▸ WORK TO COMPLETE
1. Say whether each statement agrees with the consulting agreement, answering yes or no and quoting its deciding words: (a) Draco Financial LLC is a Florida limited liability company; (b) the Consultant began providing services to the Company on April 9, 2008; (c) the Company is a Delaware corporation.
2. Please pick up the consulting agreement where it stops and continue it.

▸ TEXT PROVIDED
================================

Consulting Agreement, dated April 9, 2008, with Draco Financial, LLC

EX-10.1 2 ex10-1.htm EXHIBIT 10.1 ex10-1.htm
Exhibit 10.1

 
CONSULTING AGREEMENT

This Consulting Agreement (this “Agreement”), effective as of April 9, 2008, is entered by and between Theater Xtreme Entertainment Group, Inc, a Florida corporation (the “Company”), and Draco Financial LLC, a Florida limited liability company (“Consultant”) (together the “Parties”).

RECITALS

WHEREAS, Consultant has experience in the area of corporate finance, investor communications, and financial and investor public relations;

WHEREAS, Consultant has been providing services to the Company since March 4, 2008 (the “Service Commencement Date”) without a written agreement; and

WHEREAS, the Company desires to formalize its existing business relationship with the consultant and to enter an agreement to further engage the services of Consultant to assist and consult with the Company in matters concerning corporate finance, investor communications and public relations with existing shareholders, brokers, dealers, and other investment professionals as to the company’s current and proposed activities;

NOW THEREFORE, in consideration of the premises and the mutual covenants and agreements herein set forth, and intending to be legally bound, the Company and Consultant agree as follows:

1.

================================

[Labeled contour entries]
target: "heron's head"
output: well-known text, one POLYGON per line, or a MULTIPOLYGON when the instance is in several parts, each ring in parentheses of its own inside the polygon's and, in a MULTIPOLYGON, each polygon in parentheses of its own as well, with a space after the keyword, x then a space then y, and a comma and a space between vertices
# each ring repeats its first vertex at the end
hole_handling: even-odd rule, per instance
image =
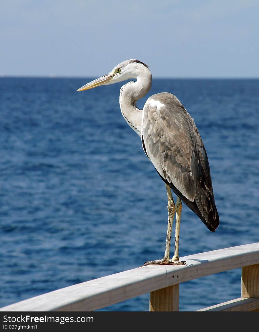
POLYGON ((148 67, 144 62, 139 60, 126 60, 117 65, 108 74, 87 83, 77 91, 88 90, 99 85, 113 84, 147 74, 151 76, 148 67))

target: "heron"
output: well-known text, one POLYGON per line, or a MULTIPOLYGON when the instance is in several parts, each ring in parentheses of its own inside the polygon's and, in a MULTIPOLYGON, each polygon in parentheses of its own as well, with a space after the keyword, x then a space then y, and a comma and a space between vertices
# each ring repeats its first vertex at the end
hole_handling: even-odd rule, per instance
POLYGON ((77 91, 129 80, 120 89, 119 102, 126 122, 140 137, 144 151, 165 183, 168 217, 164 257, 144 265, 184 265, 179 261, 179 238, 183 202, 208 229, 215 231, 219 219, 215 204, 206 151, 194 121, 174 95, 153 95, 143 110, 137 102, 150 90, 152 75, 139 60, 122 62, 108 73, 87 83, 77 91), (174 201, 172 192, 177 197, 174 201), (170 259, 173 220, 176 215, 174 256, 170 259))

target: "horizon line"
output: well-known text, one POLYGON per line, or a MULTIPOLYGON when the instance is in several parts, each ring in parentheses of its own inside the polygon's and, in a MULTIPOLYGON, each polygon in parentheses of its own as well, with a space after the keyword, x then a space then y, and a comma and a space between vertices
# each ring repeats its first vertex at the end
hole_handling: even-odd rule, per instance
MULTIPOLYGON (((0 78, 65 78, 65 79, 92 79, 97 77, 96 76, 78 76, 70 75, 59 75, 54 74, 50 74, 49 75, 9 75, 8 74, 0 74, 0 78)), ((153 76, 152 78, 155 79, 259 79, 259 76, 175 76, 174 77, 162 77, 153 76)))

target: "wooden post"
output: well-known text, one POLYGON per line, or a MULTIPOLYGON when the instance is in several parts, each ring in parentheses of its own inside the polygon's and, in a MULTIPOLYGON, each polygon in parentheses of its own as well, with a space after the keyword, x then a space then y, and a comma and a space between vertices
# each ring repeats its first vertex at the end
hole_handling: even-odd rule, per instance
MULTIPOLYGON (((242 268, 241 296, 259 298, 259 264, 242 268)), ((259 308, 252 311, 259 311, 259 308)))
POLYGON ((151 292, 149 311, 179 311, 179 284, 151 292))

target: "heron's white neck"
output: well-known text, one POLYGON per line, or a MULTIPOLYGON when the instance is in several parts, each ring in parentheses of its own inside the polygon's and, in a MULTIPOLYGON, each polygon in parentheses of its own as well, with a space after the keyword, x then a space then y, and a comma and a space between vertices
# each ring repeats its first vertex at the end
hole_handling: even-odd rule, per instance
POLYGON ((130 126, 140 136, 142 110, 136 106, 137 101, 150 90, 152 75, 147 68, 145 73, 137 77, 136 82, 131 81, 123 85, 120 91, 120 107, 123 118, 130 126))

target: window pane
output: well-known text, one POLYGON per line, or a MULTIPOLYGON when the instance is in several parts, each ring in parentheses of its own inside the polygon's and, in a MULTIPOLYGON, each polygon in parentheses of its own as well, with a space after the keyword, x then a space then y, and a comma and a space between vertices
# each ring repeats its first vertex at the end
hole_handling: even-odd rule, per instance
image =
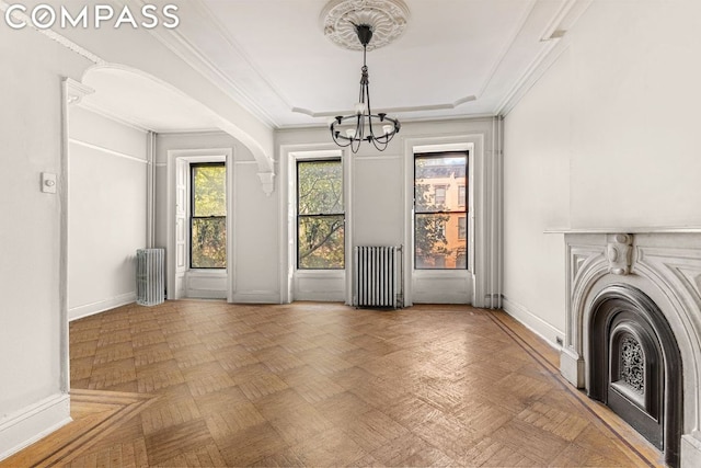
POLYGON ((458 218, 458 239, 466 239, 468 237, 468 218, 460 216, 458 218))
POLYGON ((343 213, 343 167, 341 160, 297 163, 298 213, 343 213))
POLYGON ((343 215, 299 218, 299 269, 345 267, 343 215))
POLYGON ((464 210, 467 155, 417 156, 414 198, 416 213, 464 210), (460 204, 462 186, 462 204, 460 204), (462 205, 462 206, 461 206, 462 205))
POLYGON ((459 214, 416 215, 414 267, 466 269, 467 232, 461 235, 459 214))
POLYGON ((227 267, 227 218, 193 219, 193 269, 227 267))
POLYGON ((227 216, 227 169, 193 165, 193 216, 227 216))

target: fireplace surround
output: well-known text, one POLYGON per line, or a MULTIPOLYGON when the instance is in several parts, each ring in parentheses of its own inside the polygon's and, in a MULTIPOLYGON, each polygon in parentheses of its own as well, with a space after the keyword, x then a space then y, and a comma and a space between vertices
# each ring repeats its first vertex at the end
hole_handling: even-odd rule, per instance
POLYGON ((560 370, 662 449, 701 466, 701 229, 564 232, 560 370))

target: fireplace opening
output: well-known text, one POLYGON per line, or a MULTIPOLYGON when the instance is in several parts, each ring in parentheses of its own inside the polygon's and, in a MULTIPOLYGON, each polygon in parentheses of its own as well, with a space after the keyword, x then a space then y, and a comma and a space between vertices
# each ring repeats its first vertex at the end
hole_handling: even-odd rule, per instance
POLYGON ((610 285, 591 304, 590 398, 607 404, 679 465, 681 356, 664 315, 643 292, 610 285))

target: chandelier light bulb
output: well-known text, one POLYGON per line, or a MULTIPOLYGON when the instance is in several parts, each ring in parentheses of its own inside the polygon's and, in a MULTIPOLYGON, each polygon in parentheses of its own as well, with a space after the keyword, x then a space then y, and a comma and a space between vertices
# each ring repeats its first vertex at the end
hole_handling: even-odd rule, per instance
POLYGON ((368 106, 364 102, 359 102, 355 105, 355 115, 363 115, 367 112, 368 106))

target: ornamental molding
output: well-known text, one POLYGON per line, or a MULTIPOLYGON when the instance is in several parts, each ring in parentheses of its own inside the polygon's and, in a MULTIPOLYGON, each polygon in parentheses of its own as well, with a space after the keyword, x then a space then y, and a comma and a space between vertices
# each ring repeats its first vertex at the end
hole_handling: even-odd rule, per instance
POLYGON ((633 253, 633 236, 617 233, 606 246, 606 258, 609 261, 609 272, 614 275, 627 275, 631 272, 633 253))
POLYGON ((402 0, 332 0, 321 12, 324 35, 338 47, 363 50, 355 24, 368 24, 372 41, 367 49, 384 47, 406 30, 409 8, 402 0))

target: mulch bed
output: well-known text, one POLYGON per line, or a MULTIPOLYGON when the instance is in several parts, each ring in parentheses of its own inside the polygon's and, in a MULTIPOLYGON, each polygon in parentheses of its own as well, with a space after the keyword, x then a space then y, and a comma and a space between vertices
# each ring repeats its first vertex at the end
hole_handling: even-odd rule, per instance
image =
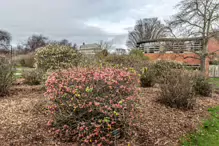
MULTIPOLYGON (((8 97, 0 98, 1 146, 68 146, 55 140, 46 126, 47 98, 41 86, 15 85, 8 97)), ((177 145, 179 138, 209 116, 207 109, 219 105, 219 95, 201 98, 192 110, 179 110, 157 102, 157 88, 142 89, 139 120, 146 132, 141 145, 177 145)))
MULTIPOLYGON (((219 95, 203 97, 191 110, 166 107, 157 102, 157 88, 142 89, 140 121, 147 132, 146 145, 178 145, 185 134, 196 130, 209 117, 208 108, 219 105, 219 95)), ((143 144, 143 145, 145 145, 143 144)))

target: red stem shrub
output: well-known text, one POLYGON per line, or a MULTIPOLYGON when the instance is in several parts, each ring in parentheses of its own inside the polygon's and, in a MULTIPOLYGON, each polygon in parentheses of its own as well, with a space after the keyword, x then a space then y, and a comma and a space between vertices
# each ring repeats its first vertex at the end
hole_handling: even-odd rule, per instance
POLYGON ((112 145, 115 133, 123 136, 133 124, 136 81, 136 74, 114 68, 53 73, 46 83, 54 117, 48 125, 64 140, 112 145))

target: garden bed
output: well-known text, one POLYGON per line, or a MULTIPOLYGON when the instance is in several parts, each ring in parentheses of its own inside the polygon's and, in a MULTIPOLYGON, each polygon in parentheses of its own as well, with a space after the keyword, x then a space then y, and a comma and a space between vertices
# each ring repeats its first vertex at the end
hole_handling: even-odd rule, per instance
MULTIPOLYGON (((219 95, 202 98, 192 110, 165 107, 157 102, 157 88, 142 89, 139 119, 146 136, 142 145, 177 145, 179 139, 209 116, 207 109, 219 105, 219 95)), ((0 141, 3 146, 72 145, 54 140, 46 123, 47 98, 41 86, 15 85, 10 96, 0 99, 0 141)))

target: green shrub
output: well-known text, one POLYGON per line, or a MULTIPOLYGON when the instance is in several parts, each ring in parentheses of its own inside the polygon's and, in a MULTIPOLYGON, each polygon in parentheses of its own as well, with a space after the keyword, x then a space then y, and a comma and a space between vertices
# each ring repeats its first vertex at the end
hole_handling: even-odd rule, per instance
POLYGON ((77 66, 80 54, 70 46, 48 45, 36 51, 35 59, 37 68, 47 71, 77 66))
POLYGON ((169 70, 160 84, 159 101, 175 108, 192 108, 195 104, 194 81, 191 72, 169 70))
POLYGON ((205 76, 197 74, 194 77, 194 80, 194 89, 197 95, 211 96, 213 92, 212 85, 209 84, 208 79, 205 76))
POLYGON ((55 133, 84 145, 114 145, 134 124, 136 74, 114 68, 75 68, 53 73, 46 87, 55 133))
POLYGON ((22 73, 24 83, 28 85, 40 85, 43 79, 43 71, 39 69, 28 70, 22 73))
POLYGON ((29 68, 33 68, 35 64, 34 54, 18 55, 13 59, 13 61, 18 66, 29 68))
POLYGON ((142 50, 132 49, 129 55, 140 58, 142 60, 149 60, 149 58, 144 55, 144 52, 142 50))
POLYGON ((5 57, 0 57, 0 96, 9 93, 13 82, 13 65, 5 57))
POLYGON ((143 68, 140 75, 140 84, 141 87, 153 87, 154 86, 154 72, 152 69, 143 68))

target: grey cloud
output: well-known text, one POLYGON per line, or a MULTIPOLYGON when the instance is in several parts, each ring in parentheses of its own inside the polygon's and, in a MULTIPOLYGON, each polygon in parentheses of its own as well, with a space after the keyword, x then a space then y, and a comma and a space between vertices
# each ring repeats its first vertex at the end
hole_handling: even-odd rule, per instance
POLYGON ((51 39, 66 38, 76 43, 114 38, 120 44, 124 43, 126 34, 105 32, 101 28, 87 26, 86 21, 98 18, 119 23, 130 10, 159 2, 160 0, 0 0, 0 29, 12 34, 13 43, 24 41, 32 34, 42 33, 51 39))

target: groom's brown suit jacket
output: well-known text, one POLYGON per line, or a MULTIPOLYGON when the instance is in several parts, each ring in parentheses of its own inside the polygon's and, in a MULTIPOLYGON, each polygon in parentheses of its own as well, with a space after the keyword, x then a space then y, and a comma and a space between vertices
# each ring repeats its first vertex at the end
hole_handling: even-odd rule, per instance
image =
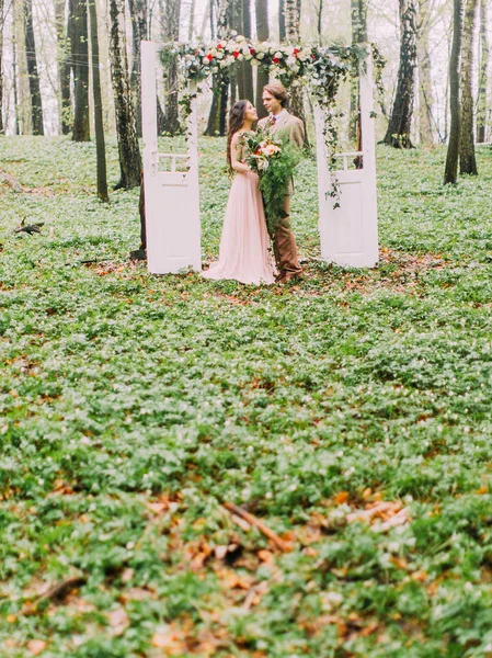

================================

▸ ANSWERS TO THE EXERCISE
1.
(a) Yes: "Draco Financial LLC, a Florida limited liability company"
(b) No: "Consultant has been providing services to the Company since March 4, 2008"
(c) No: "Theater Xtreme Entertainment Group, Inc, a Florida corporation"

2.
Term of Consultancy. The Company engages Consultant to act in a consulting capacity to the Company, and the Consultant agrees to continue providing services to the Company until December 31, 2008 (the “term of this Agreement.”)
2.  
Duties of Consultant. The Consultant will generally provide the following specified consulting services (the “Services”) through its officers and employees during the term of this Agreement:

A.  
Advise and assist the Company in developing and implementing appropriate plans and material for presenting the Company and its business plans, strategy and personnel to the financial community, and creating the foundations for subsequent financial public relations efforts;
B.  
Introduce the Company to the financial community;
C.  
With the cooperation of the Company, maintain an awareness during the term of this Agreement of the Company’s plans, strategy, and personnel, as they may evolve during such period, and advise and assist the Company in communicating appropriate information regarding such plans, and personnel to the financial community;
 
 
 

 
D.  
Assist and advise the Company with respect to its (i) stockholder and investor relations, (ii) relations with broker dealers, analysts and other investment professionals, and (iii) financial and media public relations generally;
E.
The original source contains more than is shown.